Required task: Find each line in the listing below that contains the word "gray" and copy those lines out in full.
======== Material for the task
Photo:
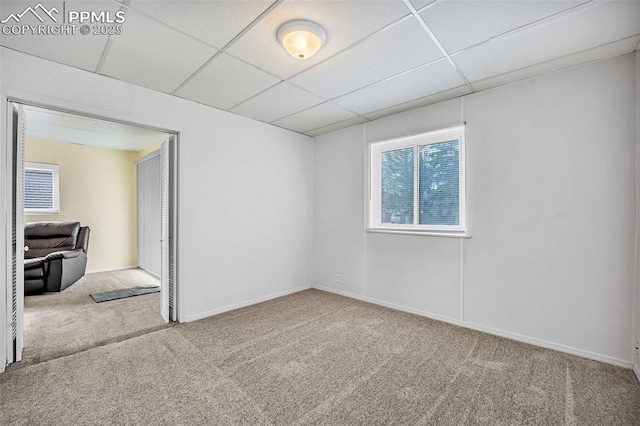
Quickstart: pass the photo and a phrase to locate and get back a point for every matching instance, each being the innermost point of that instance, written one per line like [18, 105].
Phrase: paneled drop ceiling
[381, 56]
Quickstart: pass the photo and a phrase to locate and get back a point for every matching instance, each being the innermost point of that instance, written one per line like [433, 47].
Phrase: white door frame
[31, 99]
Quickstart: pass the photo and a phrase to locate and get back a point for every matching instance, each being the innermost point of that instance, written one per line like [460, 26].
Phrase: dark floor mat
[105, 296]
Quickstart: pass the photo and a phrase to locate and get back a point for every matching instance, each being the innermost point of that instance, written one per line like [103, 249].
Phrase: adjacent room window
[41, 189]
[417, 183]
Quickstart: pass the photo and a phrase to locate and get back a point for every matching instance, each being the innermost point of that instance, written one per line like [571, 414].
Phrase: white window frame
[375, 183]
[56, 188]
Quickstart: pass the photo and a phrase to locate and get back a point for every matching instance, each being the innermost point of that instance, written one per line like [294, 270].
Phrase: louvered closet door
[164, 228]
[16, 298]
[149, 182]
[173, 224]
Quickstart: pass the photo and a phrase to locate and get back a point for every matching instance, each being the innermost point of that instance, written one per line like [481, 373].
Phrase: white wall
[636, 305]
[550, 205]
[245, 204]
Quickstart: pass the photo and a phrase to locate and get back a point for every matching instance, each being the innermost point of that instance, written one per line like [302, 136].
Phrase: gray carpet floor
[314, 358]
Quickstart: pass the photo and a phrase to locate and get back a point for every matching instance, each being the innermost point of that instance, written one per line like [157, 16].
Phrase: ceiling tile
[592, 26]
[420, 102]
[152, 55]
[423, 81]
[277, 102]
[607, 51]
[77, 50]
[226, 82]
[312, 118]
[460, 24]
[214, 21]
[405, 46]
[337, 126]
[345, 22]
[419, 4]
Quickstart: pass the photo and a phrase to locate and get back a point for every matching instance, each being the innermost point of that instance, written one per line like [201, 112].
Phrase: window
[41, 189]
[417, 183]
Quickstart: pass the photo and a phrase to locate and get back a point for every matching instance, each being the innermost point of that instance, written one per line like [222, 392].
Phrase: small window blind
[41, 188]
================
======== Material for the task
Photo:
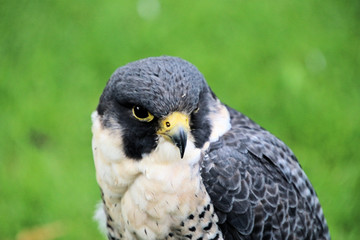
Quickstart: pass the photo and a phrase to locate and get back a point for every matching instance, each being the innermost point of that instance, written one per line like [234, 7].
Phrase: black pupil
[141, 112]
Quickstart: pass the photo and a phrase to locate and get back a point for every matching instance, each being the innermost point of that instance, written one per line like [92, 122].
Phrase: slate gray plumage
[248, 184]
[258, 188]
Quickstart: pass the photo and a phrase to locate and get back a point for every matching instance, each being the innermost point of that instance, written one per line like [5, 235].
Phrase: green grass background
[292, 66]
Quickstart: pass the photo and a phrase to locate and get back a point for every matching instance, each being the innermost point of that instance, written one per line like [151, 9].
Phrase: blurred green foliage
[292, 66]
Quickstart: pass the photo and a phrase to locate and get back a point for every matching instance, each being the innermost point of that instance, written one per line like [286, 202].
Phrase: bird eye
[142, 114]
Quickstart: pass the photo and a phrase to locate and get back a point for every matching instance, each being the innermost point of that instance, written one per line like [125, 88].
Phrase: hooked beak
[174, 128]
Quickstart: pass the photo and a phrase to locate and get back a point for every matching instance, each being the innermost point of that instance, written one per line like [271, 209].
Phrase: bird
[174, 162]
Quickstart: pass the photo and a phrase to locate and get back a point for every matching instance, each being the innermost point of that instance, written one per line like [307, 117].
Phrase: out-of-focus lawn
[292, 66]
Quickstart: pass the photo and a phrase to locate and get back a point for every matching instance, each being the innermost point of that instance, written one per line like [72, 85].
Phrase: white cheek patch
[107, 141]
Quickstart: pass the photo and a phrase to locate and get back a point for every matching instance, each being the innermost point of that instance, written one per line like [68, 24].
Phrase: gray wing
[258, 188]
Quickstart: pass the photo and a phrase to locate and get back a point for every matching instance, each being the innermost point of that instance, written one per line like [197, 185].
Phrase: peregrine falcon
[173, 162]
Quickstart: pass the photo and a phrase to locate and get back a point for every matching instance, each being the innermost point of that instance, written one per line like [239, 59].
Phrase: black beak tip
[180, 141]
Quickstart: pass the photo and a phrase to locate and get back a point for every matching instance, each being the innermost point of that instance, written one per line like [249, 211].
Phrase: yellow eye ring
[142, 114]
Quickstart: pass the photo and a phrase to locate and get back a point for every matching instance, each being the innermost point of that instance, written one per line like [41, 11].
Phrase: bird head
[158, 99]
================
======== Material for the task
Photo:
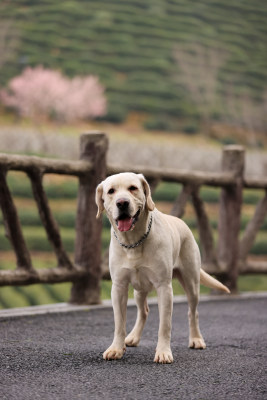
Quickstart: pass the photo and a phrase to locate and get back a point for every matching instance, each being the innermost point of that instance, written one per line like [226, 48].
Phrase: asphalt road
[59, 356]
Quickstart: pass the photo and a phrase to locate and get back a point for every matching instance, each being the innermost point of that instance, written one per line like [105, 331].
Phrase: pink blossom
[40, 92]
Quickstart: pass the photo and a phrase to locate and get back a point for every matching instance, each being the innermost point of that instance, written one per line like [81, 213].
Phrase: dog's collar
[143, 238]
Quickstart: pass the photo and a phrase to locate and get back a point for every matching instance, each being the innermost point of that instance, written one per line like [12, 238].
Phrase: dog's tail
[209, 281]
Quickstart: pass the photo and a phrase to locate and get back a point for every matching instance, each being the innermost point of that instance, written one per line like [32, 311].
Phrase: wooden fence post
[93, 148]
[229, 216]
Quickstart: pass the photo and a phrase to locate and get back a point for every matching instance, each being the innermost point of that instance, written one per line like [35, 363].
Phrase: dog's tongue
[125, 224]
================
Correct answer:
Phrase: gray carpet floor
Phrase: slate gray plumage
Phrase: gray wing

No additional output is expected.